> What the task asks: Return every line of the records below verbatim, omitting the pictures.

□ □ □ □ □ □ □

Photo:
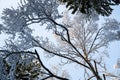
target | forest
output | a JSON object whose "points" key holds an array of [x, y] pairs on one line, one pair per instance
{"points": [[58, 40]]}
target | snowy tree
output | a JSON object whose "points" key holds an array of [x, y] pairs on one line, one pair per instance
{"points": [[81, 40], [102, 7]]}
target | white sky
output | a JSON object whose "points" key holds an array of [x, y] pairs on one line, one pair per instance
{"points": [[114, 48]]}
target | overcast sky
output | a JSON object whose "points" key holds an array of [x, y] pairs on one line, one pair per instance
{"points": [[114, 48]]}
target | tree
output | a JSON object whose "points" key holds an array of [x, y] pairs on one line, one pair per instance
{"points": [[102, 7], [17, 23]]}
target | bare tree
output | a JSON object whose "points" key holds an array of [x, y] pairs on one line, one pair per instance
{"points": [[81, 41]]}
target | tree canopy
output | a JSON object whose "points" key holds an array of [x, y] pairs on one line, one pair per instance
{"points": [[79, 42], [102, 7]]}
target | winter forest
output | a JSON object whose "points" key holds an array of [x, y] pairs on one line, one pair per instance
{"points": [[59, 40]]}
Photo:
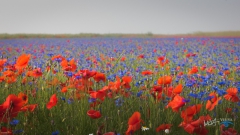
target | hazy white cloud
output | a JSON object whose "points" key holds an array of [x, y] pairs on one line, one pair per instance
{"points": [[125, 16]]}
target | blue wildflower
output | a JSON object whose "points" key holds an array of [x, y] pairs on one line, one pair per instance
{"points": [[91, 100], [55, 133], [139, 93], [14, 122], [17, 131]]}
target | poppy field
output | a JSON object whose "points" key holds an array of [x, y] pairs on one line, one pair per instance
{"points": [[118, 86]]}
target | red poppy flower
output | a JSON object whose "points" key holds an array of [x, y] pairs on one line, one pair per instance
{"points": [[86, 74], [30, 108], [53, 101], [98, 94], [24, 97], [146, 72], [188, 113], [134, 123], [22, 61], [194, 70], [123, 58], [36, 73], [12, 107], [69, 66], [64, 89], [176, 103], [165, 80], [163, 127], [94, 114], [213, 102], [232, 95], [2, 62], [177, 89], [57, 57], [5, 131], [126, 81], [100, 77]]}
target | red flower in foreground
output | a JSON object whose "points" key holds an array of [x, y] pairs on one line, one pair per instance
{"points": [[212, 102], [2, 62], [29, 108], [5, 131], [232, 95], [53, 101], [22, 61], [10, 108], [146, 72], [94, 114], [176, 103], [164, 80], [69, 66], [163, 127], [177, 89], [188, 113], [134, 123], [100, 76]]}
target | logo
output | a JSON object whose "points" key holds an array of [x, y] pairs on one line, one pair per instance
{"points": [[223, 121]]}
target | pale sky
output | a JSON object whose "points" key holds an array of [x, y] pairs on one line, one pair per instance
{"points": [[118, 16]]}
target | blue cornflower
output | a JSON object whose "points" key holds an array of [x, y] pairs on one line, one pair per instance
{"points": [[55, 133], [221, 92], [17, 131], [139, 93]]}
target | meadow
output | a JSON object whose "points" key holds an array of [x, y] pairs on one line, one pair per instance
{"points": [[117, 86]]}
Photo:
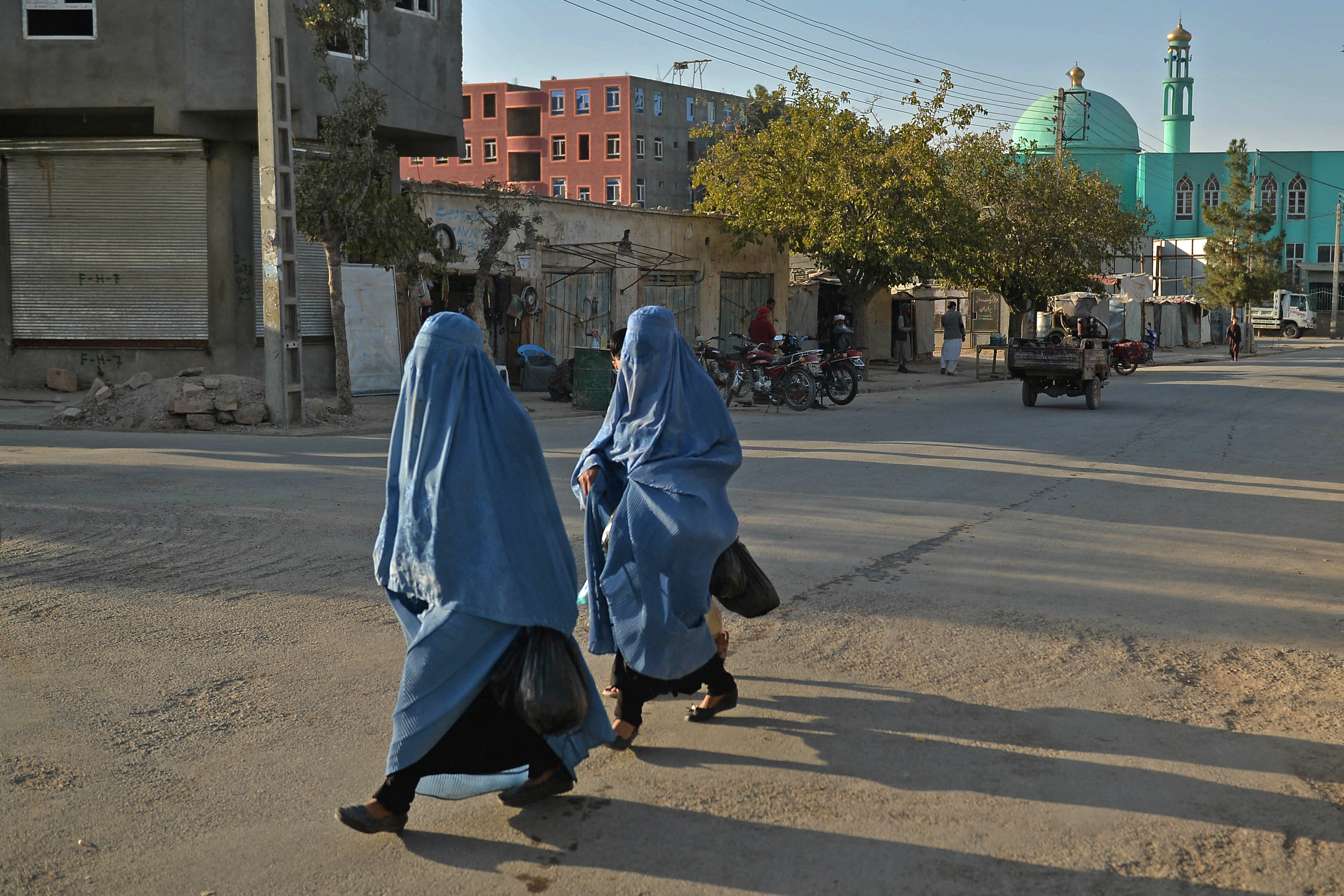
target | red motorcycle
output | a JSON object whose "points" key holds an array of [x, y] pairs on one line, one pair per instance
{"points": [[780, 379]]}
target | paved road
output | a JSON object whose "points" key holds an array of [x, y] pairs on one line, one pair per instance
{"points": [[1020, 650]]}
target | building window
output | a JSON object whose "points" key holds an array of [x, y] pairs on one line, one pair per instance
{"points": [[1293, 256], [1298, 199], [69, 21], [1213, 193], [341, 46], [1269, 195], [1185, 199], [420, 7]]}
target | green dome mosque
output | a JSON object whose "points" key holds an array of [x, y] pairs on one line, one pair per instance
{"points": [[1175, 183]]}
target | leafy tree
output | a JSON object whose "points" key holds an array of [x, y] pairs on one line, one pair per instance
{"points": [[1045, 226], [348, 196], [867, 203], [1241, 267]]}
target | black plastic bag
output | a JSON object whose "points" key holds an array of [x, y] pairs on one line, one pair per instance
{"points": [[541, 677], [741, 585]]}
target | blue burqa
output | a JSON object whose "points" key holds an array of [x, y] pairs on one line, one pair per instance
{"points": [[665, 453], [472, 547]]}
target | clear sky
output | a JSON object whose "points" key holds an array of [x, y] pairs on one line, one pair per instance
{"points": [[1269, 72]]}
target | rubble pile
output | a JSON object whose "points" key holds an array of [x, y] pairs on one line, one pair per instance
{"points": [[189, 401]]}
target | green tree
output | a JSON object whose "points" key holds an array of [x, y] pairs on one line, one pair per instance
{"points": [[869, 203], [1045, 226], [1241, 267], [348, 195]]}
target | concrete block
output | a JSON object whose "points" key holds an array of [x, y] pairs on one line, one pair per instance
{"points": [[62, 381], [251, 415], [191, 406]]}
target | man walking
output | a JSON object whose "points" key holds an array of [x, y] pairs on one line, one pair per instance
{"points": [[901, 347], [953, 334]]}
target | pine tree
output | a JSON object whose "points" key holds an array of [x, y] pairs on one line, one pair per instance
{"points": [[1241, 267]]}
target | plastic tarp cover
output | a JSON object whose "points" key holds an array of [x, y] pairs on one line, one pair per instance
{"points": [[371, 332]]}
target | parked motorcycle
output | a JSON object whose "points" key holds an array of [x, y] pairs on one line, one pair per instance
{"points": [[779, 379]]}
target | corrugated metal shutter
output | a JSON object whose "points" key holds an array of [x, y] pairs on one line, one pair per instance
{"points": [[110, 246], [315, 301], [575, 307]]}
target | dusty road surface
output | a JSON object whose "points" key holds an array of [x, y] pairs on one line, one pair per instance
{"points": [[1022, 650]]}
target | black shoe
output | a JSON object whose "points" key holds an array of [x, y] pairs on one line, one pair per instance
{"points": [[363, 821], [624, 743], [560, 782], [699, 714]]}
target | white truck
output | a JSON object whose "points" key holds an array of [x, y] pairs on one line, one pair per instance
{"points": [[1284, 312]]}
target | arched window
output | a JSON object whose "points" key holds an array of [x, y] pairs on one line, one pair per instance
{"points": [[1213, 193], [1185, 199], [1269, 195], [1298, 198]]}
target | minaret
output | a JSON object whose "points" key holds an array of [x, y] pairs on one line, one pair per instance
{"points": [[1178, 93]]}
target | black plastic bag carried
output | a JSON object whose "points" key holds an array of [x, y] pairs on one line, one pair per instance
{"points": [[541, 677], [741, 585]]}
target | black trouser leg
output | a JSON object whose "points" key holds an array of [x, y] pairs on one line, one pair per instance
{"points": [[486, 740]]}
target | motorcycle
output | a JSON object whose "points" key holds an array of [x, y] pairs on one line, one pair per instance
{"points": [[780, 379], [838, 375]]}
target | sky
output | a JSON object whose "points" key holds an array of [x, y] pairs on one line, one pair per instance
{"points": [[1272, 73]]}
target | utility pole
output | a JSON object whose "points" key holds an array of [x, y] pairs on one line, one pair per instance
{"points": [[283, 342]]}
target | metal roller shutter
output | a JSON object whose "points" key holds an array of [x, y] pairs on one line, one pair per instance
{"points": [[108, 242], [315, 301]]}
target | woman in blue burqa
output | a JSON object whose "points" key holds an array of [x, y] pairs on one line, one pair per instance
{"points": [[472, 553], [655, 483]]}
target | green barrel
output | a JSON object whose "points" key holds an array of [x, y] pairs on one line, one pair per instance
{"points": [[593, 379]]}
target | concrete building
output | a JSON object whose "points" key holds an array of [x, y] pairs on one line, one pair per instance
{"points": [[128, 141], [620, 141], [1175, 184], [587, 280]]}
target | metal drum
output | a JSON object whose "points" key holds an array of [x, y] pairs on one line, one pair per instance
{"points": [[593, 378]]}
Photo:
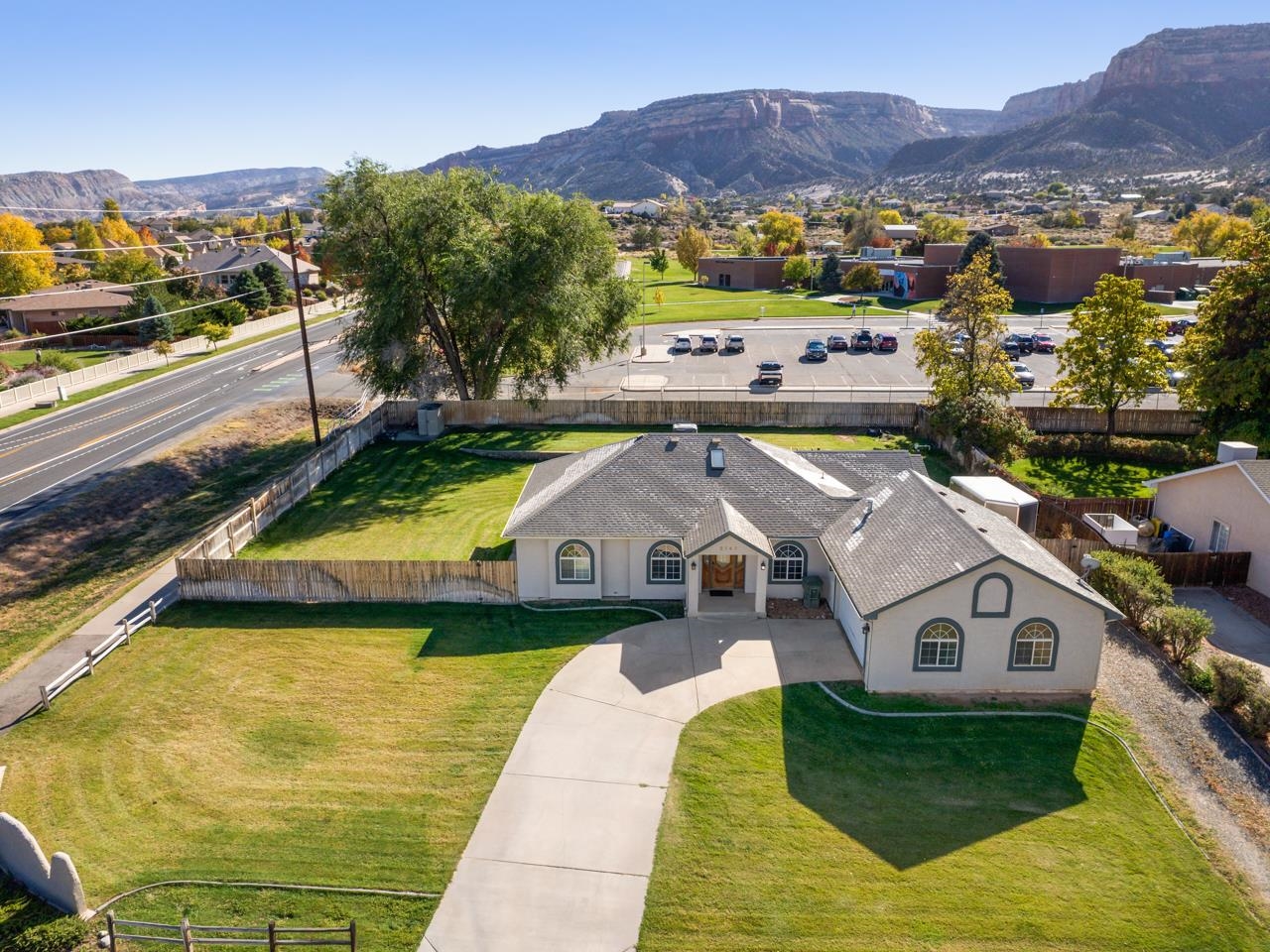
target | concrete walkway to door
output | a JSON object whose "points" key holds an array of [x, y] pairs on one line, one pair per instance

□ □ □ □ □ □ □

> Problem solution:
Photo:
target | forest
output | a JSON object whose "points" key holds an array of [x, y] pairs on one line, one pair per instance
{"points": [[58, 40]]}
target | snowy tree
output | a JSON object whose "points" key holds an array of [x, y] pairs on one line, one pair per instance
{"points": [[81, 40], [102, 7]]}
target | white sky
output | a JSON object whose "points" key holds an array of [x, y] pairs on one line, one pair per instance
{"points": [[114, 48]]}
target | overcast sky
output | a JSON object whose "points" key holds an array of [x, y] pairs on one line, one pair per instance
{"points": [[114, 48]]}
target | tree
output | a JSON object whose "points" key holds an array of [x, y] pairs on one line, one pair per instance
{"points": [[102, 7], [17, 23]]}
target | bare tree
output | a JSON object whose "points" key holds an array of [x, y] pairs on one line, one pair per instance
{"points": [[81, 41]]}
target | tree canopy
output | a JSON object whose "points" key holds an array of [x, y] pairs on one line, one pair per instance
{"points": [[79, 42], [102, 7]]}
target | winter forest
output | a JSON object whose "points" key holds an array of [x, y] pairs on one line, one pair per instance
{"points": [[59, 40]]}
Photo:
target | hazy white cloud
output | a JSON object whose "points" key holds an array of [x, y] pairs on one line, one pair per instance
{"points": [[125, 16]]}
target | blue wildflower
output | a JSON object whose "points" key holds an array of [x, y] pairs on one line, one pair per instance
{"points": [[91, 100], [55, 133], [139, 93], [14, 122], [17, 131]]}
target | poppy field
output | a JSON object whose "points" key holds an array of [x, y] pairs on one line, one pair per instance
{"points": [[118, 86]]}
target | red poppy flower
output | a JSON object whose "points" key holds an array of [x, y] pairs on one line, one pair per instance
{"points": [[86, 74], [30, 108], [53, 101], [98, 94], [24, 97], [146, 72], [188, 113], [134, 123], [22, 61], [194, 70], [123, 58], [36, 73], [12, 107], [69, 66], [64, 89], [176, 103], [165, 80], [163, 127], [94, 114], [213, 102], [232, 95], [2, 62], [177, 89], [57, 57], [5, 131], [126, 81], [100, 77]]}
target | red flower in foreground
output | a JSON object whose "points" key holds an array of [x, y] pairs on one line, one pair per instance
{"points": [[212, 102], [2, 62], [29, 108], [5, 131], [232, 95], [53, 101], [22, 61], [10, 108], [146, 72], [94, 114], [176, 103], [164, 80], [69, 66], [163, 127], [177, 89], [188, 113], [134, 123], [100, 76]]}
target | logo
output | a JSON object whose "points" key holds an array of [x, y] pairs on one line, one pair per instance
{"points": [[223, 121]]}
target | pale sky
output | a JSON object whose "points" key holds an array of [x, y] pairs on one line, one pair per instance
{"points": [[118, 16]]}
target | blue cornflower
output | a JSON object whose "points" key holds an array of [x, y] pairs on one line, one pair per instance
{"points": [[55, 133], [221, 92], [17, 131], [139, 93]]}
target | meadow
output | a JSON object whose "points" key holds an array of [x, y] pairs on one line, one pair per instance
{"points": [[117, 86]]}
Photo:
target | red motorcycle
output | a JSON object whose "points" key holds an array of [x, y] pairs on one line, one pair per instance
{"points": [[780, 379]]}
target | paved road
output | a JSON object whose "points" key holds an array of [x, y] pairs on one line, one pair per instance
{"points": [[1020, 650]]}
target | building window
output | a JSON object whose "points" key holds an array of [x, y] pairs on one line, one pair per instance
{"points": [[1293, 256], [1298, 199], [69, 21], [1213, 193], [341, 46], [1269, 195], [1185, 199], [420, 7]]}
target | green dome mosque
output | a JSON object whose "points" key holds an array of [x, y] pairs on one line, one pair per instance
{"points": [[1175, 183]]}
target | leafy tree
output | a JSON object whose "points" key holds an array of [x, y] pairs on one line, one pair per instance
{"points": [[1045, 226], [348, 196], [867, 203], [1241, 267]]}
target | black plastic bag
output | a JSON object whose "points" key holds an array of [x, y] pairs on one line, one pair per instance
{"points": [[541, 677], [741, 585]]}
target | blue burqa
output | a JSON object whose "points" key holds an array of [x, y] pairs on one line, one pair per instance
{"points": [[665, 453], [472, 547]]}
target | clear sky
output | a JSON object whose "points" key holds an array of [x, y] pairs on one line, one pair per instance
{"points": [[1269, 72]]}
target | rubble pile
output | a JSON object whose "points" key holds an array of [x, y] pairs on one line, one pair per instance
{"points": [[189, 401]]}
target | green tree
output | a JSON object whose "points" key holds an array of [x, y] pairs on one line, one pair per instance
{"points": [[869, 203], [1045, 226], [1241, 267], [348, 195]]}
target | concrete block
output | a JSON object whose "points" key holds an array of [x, y] pairs on one line, one pair per instance
{"points": [[62, 381], [251, 415], [191, 406]]}
target | man walking
output | a JSON object whose "points" key holds an array of [x, y] pairs on one line, one pair per instance
{"points": [[901, 347], [953, 334]]}
target | pine tree
output | a JSON object whose "points" key holds an array of [x, y] pairs on one line, one pair per instance
{"points": [[1241, 267]]}
target | plastic tarp cover
output | a JSON object whose "points" key holds an array of [x, y] pairs on one line, one pair per instance
{"points": [[371, 332]]}
target | parked motorcycle
output | a JSON object whose "points" key holds an array of [x, y] pairs on one line, one pair per instance
{"points": [[779, 379]]}
target | corrugated metal shutter
output | a JSON object whose "points" key holds an array of [x, y] pairs on one line, one pair per instance
{"points": [[110, 246], [315, 301], [575, 307]]}
target | dusty road surface
output | a JSON object whose "points" key holds an array of [x, y] pairs on one line, one pair per instance
{"points": [[1022, 650]]}
target | black shoe
output | a JSON object whose "points" key holds an array of [x, y] pairs on one line, one pair per instance
{"points": [[363, 821], [624, 743], [560, 782], [699, 714]]}
target | white truck
output | a JSON object whose "points" key holds an array of [x, y] pairs on one line, one pair per instance
{"points": [[1284, 312]]}
target | arched window
output | a JSON object whose "points" key holds an array of [x, y] pairs on one line, one pair per instance
{"points": [[1213, 193], [1185, 199], [1269, 195], [1298, 198]]}
target | minaret
output | a JSON object whose "points" key holds an array of [x, y] pairs on one line, one pair per instance
{"points": [[1178, 93]]}
target | black plastic bag carried
output | a JSON object whose "points" key holds an array of [x, y] pairs on one line, one pair per instance
{"points": [[541, 677], [741, 585]]}
target | black trouser leg
output | a JSON object whose "points" key holds an array of [x, y] pairs on one line, one pair per instance
{"points": [[486, 740]]}
target | motorcycle
output | a JSON object whose "points" key holds an array of [x, y] pairs on one line, one pair per instance
{"points": [[780, 379], [838, 375]]}
target | sky
output | a JSON object whose "points" key holds an array of [x, y] pairs on one line, one pair per instance
{"points": [[1272, 73]]}
target | utility pole
output | a JSON object whose "points" key holds an array of [x, y] pairs on one line, one pair per instance
{"points": [[283, 342]]}
target | metal roller shutter
output | a JSON object whose "points" key holds an array of [x, y] pairs on one line, one pair per instance
{"points": [[108, 242], [315, 301]]}
target | woman in blue burqa
output | a JSON object whose "points" key holds an array of [x, y] pairs on one line, one pair per instance
{"points": [[472, 553], [655, 483]]}
target | green barrel
output | a JSON object whose "points" key holds an array of [x, y] pairs on one line, one pair per instance
{"points": [[593, 379]]}
target | concrete building
output | a JSON object whose "points" key holds an array of [x, y] pairs on one line, one pair per instance
{"points": [[128, 141], [620, 141], [1175, 184], [587, 280]]}
target | metal drum
output | a JSON object whose "points" key holds an array of [x, y] pairs on one line, one pair per instance
{"points": [[593, 378]]}
Photo:
target | concrete walkway to door
output | a JSON object whose "points" key holds an array of [x, y] pairs on one line, one pair per instance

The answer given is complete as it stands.